I would like every line of the records below that contains the word "each" copied.

BEGIN Input

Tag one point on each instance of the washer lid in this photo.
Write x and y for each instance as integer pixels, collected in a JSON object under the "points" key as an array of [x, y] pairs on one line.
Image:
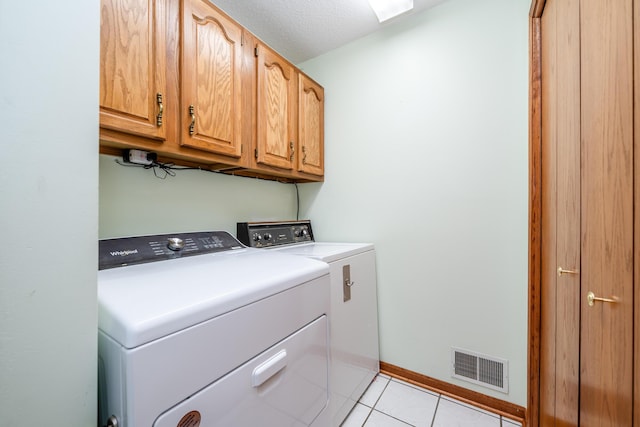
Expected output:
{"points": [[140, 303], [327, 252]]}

END Input
BEGIN Input

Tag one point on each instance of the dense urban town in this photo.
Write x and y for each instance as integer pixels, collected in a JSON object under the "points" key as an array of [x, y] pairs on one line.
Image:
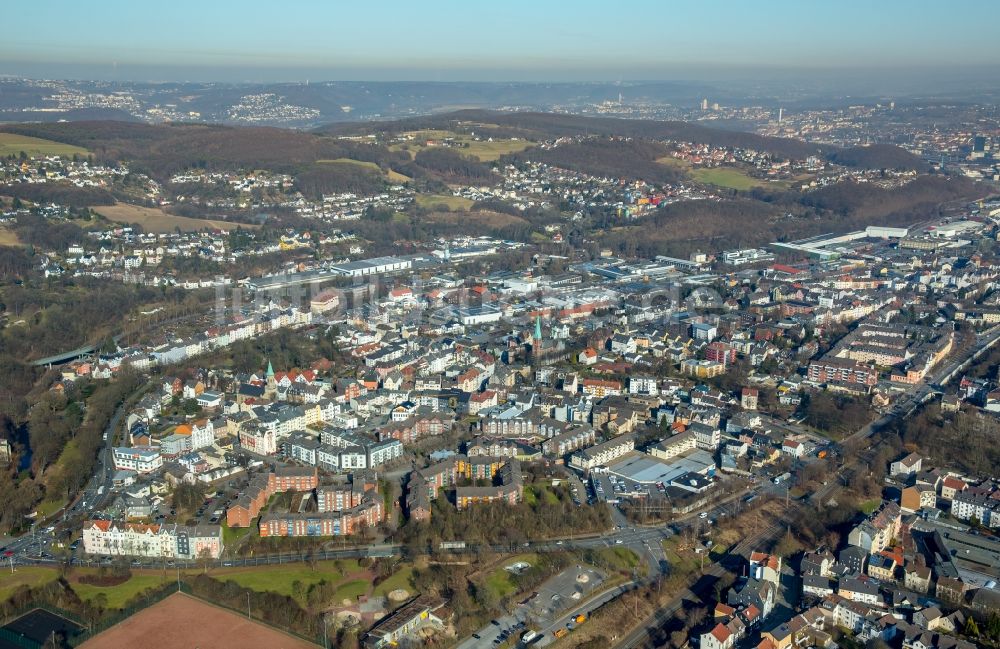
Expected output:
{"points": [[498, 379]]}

END Input

_Answer to the exercise_:
Tag one point on each instance of the washer lid in this photo.
Write x and y for each instance as integer pixels, collected in a JSON object under the "points" key as an array of [x, y] pairs on one line.
Tag one point on each instance of the dense urban town in this photo.
Write x and y for each instance as integer pixels, collected in a JSON object under the "points" key as an array of [x, y] pairs on one line.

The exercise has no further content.